(Passage shown):
━━━━━━━━━━

Anti-Christmas Christmas marketing: Brands who opted out the festive cliche
Anti-Christmas Christmas Marketing: When do ads turn into fatigue?
Brands whose businesses rely on gift-giving, by all means, have plenty of incentives to capitalise on Christmas/holiday seasons. In fact, some retailers even earn more during this time of the year than the rest combined.
So it may seem only logical that such retailers start teasing their Christmas campaigns as early as October. But early Christmas ads will likely to tire out UK shoppers before the final rush in December, says the research by OMD UK. Ironically, the Christmas ads will only enjoy the peak of excitement in mid-November.
End of the sappy, cheesy holiday commercials?
While most retailers are talking about the same thing, some are beginning to ditch typical Christmas newsletter and pictures of Santa in their marketing strategies, offering an alternative messages to their customers instead. They’re well aware of what Christmas means to their loyal customers, finding the common ground between their branding and the holiday vibe.
Here is a handful of brands who have opted out cliche and created alternative takes on Christmas instead.
Harvey Nichols tops the list of anti-Christma Christmas marketing with its witty and minimalist campaigns of 2013.
Christmas is not about being socially pressured to buy something expensive for friends and family. Yet, the consequence of not buying anything will result in the guilty feeling that will haunt you.
It’s unique take on this dilemma: What’s the point? Just forget holiday gift-giving. Spoil yourself this year
The actual cheap products featured in the ad were sold out in less than 3 days. A typical example of ‘less is more’ principle.
But Harvey Nicoles is not the only one making fun of the excesses of gift-giving habits. Honda’s TV ads back in 2011 featuring Patrick Warbuto were seen as the “new breed of holiday advertising”.
“And this great “Happy Honda Days” ad series […] is right up his alley—calling on him to be quietly dismissive of all the holiday hoopla while still making a holiday pitch. He can get away with this, partly because he acknowledges the hypocrisy and partly because he’s just flat-out likable.”, says AdWeek.
Aren’t they simply brilliant?
Here is another one embracing the same angle with a whole different tone of voice. Put it simply, who cares about everyone else, gift yourself.

━━━━━━━━━━

(Extracted records):
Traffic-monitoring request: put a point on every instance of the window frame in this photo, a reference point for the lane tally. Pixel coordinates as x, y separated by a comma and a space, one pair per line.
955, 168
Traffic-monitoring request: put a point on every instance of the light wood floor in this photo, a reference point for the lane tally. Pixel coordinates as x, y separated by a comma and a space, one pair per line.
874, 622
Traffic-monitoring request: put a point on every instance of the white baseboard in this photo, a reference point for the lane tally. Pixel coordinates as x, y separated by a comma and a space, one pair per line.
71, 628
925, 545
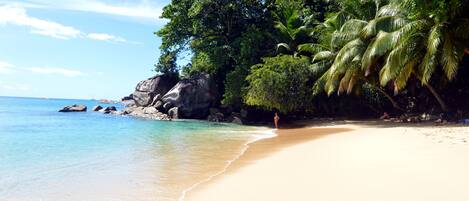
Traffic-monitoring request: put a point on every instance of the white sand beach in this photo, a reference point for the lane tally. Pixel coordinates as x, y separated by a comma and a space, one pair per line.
366, 163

━━━━━━━━━━

(Problems and tasks):
1. Reproduce the Christmas marketing article word for word between "So it may seem" and "cheesy holiday commercials?", inclusive.
2. Put this sentence from the Christmas marketing article into Spanish: "The actual cheap products featured in the ad were sold out in less than 3 days."

(Results of the tasks):
1.
So it may seem only logical that such retailers start teasing their Christmas campaigns as early as October. But early Christmas ads will likely to tire out UK shoppers before the final rush in December, says the research by OMD UK. Ironically, the Christmas ads will only enjoy the peak of excitement in mid-November.
End of the sappy, cheesy holiday commercials?

2. Los productos baratos reales que aparecían en el anuncio se agotaron en menos de 3 días.